Bio. SHOCK!

BioShock,_Big_Daddy_and_Little_Sister

Topical, huh? Yes, I finally completed Bioshock, a game that has been sitting on my own personal pile of shame since release day. It’s a game I have steadfastly refused to trade in because it’s a game I knew I “should” finish before I even considered it. Other games I know I’ll never get around to, so often they’re trade fodder, unless they’re the sort of thing that’s likely to become difficult to find in the future in which case I’ll hang on to them – because ironically, the rarer stuff fetched much lower trade-in values anyway.

But I digress already. Bioshock, then.

THERE WILL BE MASSIVE SPOILARZ IN THIS POST. IF YOU HAVEN’T FINISHED BIOSHOCK AND INTEND TO, TURN BACK NOW.

* **Directive**:
Say whether each statement agrees with the Bioshock post, answering yes or no and quoting the words from the post that settle it. 1. The writer traded in Bioshock before finishing it. 2. Rarer games fetched lower trade-in values. 3. The post warns that it contains spoilers. Answer from the Bioshock post alone.

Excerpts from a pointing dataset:
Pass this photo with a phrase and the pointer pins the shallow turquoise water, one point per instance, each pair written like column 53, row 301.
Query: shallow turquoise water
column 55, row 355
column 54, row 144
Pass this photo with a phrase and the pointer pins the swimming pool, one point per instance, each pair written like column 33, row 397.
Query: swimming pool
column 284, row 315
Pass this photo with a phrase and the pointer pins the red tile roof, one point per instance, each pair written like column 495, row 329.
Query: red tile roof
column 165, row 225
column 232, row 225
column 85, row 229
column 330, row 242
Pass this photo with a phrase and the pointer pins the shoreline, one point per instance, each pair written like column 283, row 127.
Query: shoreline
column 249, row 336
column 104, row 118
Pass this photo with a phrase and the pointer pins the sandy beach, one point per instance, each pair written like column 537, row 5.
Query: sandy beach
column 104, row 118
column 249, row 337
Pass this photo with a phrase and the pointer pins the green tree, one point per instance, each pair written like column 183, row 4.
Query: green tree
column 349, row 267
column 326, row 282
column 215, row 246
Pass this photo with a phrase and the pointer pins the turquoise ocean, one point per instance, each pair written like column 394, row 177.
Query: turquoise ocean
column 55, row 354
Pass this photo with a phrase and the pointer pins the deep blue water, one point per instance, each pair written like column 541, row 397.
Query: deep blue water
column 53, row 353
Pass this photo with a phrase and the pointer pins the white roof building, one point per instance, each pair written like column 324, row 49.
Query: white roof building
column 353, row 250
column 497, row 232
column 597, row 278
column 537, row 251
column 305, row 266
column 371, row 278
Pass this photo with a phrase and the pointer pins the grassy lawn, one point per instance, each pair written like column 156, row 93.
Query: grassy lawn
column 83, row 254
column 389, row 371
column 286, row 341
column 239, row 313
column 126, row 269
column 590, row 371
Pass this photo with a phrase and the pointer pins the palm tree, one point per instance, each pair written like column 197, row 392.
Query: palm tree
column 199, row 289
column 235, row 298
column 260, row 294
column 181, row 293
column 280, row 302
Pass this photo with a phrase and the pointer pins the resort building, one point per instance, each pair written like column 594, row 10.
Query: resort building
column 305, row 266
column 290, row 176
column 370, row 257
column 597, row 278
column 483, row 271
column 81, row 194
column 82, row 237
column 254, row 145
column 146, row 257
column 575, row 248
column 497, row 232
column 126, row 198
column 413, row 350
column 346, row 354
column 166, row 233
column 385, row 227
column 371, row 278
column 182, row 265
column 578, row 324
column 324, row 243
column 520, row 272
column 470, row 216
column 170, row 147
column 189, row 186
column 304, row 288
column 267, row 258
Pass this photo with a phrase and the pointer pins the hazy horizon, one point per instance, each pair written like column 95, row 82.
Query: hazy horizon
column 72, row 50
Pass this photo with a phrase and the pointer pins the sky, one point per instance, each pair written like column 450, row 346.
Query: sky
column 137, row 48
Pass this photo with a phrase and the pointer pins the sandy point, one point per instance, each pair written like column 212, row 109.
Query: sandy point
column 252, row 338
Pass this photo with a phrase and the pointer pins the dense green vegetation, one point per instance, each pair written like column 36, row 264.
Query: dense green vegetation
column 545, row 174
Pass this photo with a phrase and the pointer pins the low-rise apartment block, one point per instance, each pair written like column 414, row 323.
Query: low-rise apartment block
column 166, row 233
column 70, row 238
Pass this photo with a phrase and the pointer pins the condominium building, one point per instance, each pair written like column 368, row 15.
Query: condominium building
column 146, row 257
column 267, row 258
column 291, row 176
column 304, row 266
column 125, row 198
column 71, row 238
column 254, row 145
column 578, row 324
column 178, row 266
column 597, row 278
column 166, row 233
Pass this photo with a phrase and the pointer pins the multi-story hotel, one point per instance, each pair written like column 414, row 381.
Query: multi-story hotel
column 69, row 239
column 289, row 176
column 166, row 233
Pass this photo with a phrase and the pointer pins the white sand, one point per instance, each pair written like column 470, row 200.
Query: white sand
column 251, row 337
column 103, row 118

* **Solution for this task**:
1. No: "It’s a game I have steadfastly refused to trade in"
2. Yes: "the rarer stuff fetched much lower trade-in values anyway"
3. Yes: "THERE WILL BE MASSIVE SPOILARZ IN THIS POST."